Dataset records –
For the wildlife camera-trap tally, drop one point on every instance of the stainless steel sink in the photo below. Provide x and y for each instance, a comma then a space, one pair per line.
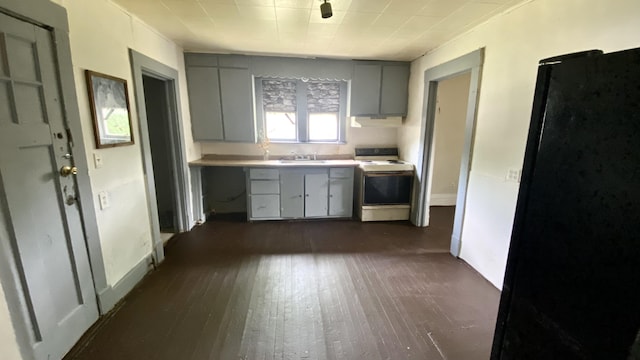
303, 161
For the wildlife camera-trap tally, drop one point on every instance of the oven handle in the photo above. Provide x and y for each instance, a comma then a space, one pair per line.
388, 173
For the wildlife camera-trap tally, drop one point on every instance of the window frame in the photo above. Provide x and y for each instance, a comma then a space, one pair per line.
302, 116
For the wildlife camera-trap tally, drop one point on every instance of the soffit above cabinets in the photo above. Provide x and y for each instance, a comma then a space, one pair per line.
358, 29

Assignment –
Print all the material above exactly, and drop the images.

Output for this task –
For the wildlife camera-trap tally, drop one point on every instance of the stainless steel sink in the photo below. Provide x and y for each instance, a comma then a space, one pair per line.
303, 161
For the wildlife camera-trap tally, drop one point on every instance of the oven handle in the photo above. Provide x and y for each instance, a comma then a space, one pair per line.
388, 173
For the wildlife camera-trap tally, drop one point on every instance of the window frame in the photo above. Provide x and y for each instance, a comma then a space, one pair per line.
302, 116
For the wildlife camera-trap tally, drop one point on every instance of the soffit above cabinets in the photo above. Provide x and y for each instance, a comma then a space, one pair per line.
358, 29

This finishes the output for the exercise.